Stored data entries
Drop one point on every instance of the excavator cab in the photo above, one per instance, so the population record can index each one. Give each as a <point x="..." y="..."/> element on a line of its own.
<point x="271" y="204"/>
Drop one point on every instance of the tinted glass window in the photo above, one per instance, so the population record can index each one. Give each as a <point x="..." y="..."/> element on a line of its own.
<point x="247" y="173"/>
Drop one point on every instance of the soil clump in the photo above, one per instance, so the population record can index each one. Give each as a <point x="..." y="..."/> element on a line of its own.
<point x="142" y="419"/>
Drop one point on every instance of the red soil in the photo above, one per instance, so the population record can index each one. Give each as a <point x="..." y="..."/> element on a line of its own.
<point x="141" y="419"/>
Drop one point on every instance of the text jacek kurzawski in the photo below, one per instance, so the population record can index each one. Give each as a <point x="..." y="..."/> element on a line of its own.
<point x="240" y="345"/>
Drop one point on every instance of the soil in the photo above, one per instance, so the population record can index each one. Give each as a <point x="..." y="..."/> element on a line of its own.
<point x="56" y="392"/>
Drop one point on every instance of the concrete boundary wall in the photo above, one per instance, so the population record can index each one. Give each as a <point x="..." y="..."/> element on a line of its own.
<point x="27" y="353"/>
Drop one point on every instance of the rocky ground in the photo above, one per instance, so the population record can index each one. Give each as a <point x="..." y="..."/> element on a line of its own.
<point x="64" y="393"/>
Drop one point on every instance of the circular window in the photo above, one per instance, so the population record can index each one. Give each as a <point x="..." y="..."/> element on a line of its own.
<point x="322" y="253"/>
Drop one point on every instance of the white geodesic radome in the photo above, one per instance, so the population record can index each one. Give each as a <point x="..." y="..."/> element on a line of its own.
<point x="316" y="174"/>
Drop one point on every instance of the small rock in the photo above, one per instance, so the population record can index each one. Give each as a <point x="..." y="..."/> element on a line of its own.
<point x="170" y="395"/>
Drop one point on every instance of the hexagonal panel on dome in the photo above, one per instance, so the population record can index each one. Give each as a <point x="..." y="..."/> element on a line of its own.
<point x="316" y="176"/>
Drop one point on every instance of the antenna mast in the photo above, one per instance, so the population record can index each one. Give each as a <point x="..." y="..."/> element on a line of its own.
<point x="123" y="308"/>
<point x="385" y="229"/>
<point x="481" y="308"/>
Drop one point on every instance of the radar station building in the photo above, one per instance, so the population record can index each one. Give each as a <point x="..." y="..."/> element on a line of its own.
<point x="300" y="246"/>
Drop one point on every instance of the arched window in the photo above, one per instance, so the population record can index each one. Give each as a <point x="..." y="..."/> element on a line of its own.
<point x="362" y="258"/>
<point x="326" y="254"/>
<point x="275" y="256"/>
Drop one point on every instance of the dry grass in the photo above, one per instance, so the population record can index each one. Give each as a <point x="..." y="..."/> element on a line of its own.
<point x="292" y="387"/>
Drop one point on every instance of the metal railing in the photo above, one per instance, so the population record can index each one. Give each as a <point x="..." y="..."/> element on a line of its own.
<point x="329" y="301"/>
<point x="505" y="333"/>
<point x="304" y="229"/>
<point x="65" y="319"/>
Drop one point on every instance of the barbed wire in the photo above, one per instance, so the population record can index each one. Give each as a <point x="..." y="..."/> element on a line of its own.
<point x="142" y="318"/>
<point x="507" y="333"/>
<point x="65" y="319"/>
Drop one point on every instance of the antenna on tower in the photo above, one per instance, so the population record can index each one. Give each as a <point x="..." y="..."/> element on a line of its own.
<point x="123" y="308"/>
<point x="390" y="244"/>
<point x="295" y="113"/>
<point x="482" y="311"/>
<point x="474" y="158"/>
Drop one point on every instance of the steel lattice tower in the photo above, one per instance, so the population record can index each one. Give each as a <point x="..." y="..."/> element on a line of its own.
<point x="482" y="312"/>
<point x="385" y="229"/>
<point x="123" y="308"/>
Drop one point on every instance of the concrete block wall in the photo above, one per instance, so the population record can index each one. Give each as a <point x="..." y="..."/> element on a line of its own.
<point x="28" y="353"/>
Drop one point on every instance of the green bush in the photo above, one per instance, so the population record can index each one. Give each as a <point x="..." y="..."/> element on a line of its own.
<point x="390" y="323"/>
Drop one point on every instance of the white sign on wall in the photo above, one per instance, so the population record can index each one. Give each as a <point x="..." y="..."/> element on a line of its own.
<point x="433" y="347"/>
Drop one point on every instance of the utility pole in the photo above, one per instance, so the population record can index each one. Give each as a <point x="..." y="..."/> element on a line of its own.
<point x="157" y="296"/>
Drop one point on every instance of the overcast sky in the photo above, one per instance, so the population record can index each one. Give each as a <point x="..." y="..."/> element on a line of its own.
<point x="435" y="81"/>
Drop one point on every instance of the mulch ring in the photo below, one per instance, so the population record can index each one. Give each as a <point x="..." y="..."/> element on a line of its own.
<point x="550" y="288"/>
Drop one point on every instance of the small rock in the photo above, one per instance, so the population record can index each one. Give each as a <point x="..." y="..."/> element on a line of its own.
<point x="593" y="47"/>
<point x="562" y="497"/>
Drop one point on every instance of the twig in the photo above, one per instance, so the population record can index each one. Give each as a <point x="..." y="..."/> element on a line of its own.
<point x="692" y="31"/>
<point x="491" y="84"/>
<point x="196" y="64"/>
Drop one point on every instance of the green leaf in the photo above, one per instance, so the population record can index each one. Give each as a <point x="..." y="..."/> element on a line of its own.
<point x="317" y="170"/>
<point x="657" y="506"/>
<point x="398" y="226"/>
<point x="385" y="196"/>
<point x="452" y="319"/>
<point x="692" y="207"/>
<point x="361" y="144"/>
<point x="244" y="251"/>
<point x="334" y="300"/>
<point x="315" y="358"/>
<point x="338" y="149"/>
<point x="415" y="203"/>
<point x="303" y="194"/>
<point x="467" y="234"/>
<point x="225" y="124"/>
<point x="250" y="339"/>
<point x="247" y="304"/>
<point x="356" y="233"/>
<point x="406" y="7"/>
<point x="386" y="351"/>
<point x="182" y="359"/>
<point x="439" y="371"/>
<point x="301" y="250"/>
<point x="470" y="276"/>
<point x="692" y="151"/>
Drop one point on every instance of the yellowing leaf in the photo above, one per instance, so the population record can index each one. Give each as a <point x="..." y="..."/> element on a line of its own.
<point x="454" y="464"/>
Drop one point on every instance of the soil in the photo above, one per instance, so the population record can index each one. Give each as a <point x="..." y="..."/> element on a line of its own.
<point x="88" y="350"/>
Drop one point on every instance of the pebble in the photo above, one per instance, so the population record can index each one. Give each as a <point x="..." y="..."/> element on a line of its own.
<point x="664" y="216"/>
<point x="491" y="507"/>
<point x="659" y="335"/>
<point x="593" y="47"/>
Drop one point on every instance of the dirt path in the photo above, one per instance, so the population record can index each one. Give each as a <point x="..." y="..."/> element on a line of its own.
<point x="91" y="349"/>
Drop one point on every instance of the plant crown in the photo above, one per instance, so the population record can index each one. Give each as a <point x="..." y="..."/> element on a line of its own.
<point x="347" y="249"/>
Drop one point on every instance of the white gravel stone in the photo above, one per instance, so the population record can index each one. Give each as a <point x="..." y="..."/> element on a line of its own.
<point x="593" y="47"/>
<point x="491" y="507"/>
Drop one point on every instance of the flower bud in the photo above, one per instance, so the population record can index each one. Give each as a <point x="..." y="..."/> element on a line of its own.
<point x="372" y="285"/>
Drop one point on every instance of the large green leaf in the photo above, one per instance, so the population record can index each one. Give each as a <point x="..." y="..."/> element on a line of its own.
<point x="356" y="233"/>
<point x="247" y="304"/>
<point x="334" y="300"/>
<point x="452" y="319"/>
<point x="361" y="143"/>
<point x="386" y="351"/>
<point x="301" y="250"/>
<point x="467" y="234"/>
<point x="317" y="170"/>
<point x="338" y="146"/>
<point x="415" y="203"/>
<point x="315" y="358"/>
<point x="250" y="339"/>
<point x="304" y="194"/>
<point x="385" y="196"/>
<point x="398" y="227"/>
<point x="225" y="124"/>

■ **Exercise prompt**: Extract every line from the one containing "Drop one point on every instance of the large" through the last line of the data, inclusive, exactly as written.

■ **Written answer**:
Drop one point on every instance of the large green leaf in the photo above, one per instance, so the population record can index each one. Give each as a <point x="..." y="..."/> element on a line of its own.
<point x="356" y="233"/>
<point x="247" y="304"/>
<point x="334" y="300"/>
<point x="452" y="319"/>
<point x="361" y="143"/>
<point x="386" y="351"/>
<point x="301" y="250"/>
<point x="467" y="234"/>
<point x="317" y="170"/>
<point x="338" y="146"/>
<point x="415" y="203"/>
<point x="315" y="358"/>
<point x="250" y="339"/>
<point x="304" y="194"/>
<point x="385" y="196"/>
<point x="398" y="227"/>
<point x="225" y="124"/>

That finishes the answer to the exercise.